* Task instructions: Copy every line of the items below word for word, leaving out the pictures.

Data items:

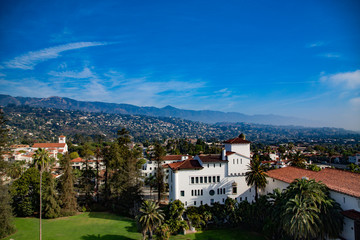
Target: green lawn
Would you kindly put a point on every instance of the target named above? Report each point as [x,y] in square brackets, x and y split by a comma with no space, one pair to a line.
[104,226]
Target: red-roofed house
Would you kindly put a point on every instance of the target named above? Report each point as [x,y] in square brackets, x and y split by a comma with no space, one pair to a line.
[211,178]
[53,148]
[344,188]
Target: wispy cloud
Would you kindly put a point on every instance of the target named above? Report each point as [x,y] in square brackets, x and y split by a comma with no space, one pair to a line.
[350,80]
[355,101]
[85,73]
[315,44]
[31,59]
[330,55]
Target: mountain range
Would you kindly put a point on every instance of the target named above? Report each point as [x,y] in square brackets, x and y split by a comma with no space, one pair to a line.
[206,116]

* Response:
Target: green lawn
Would you kindly put a point on every instance of the target named above? Report each point as [x,y] in square brackets, x and y split by a comma with no space, one pair to a line.
[104,226]
Target: red-roofed house
Would you kindly put a point on every instance of the target named above? Report each point as [x,y] in square brackets, x and y split by a comma with no space, one pair to a line.
[211,178]
[53,148]
[344,188]
Target: wispy cloud
Would you kindly put a point on every instance of the target named above? Report each point as [x,y] in square brackets, x and y split by a comma with no space, one pair to a line.
[350,80]
[355,101]
[85,73]
[315,44]
[31,59]
[330,55]
Target: mountain range
Would you kindly put a point on every instance of the target named above? Report each point as [x,y] in square brackets, x and y split by a comma with no space, one pair to a line.
[206,116]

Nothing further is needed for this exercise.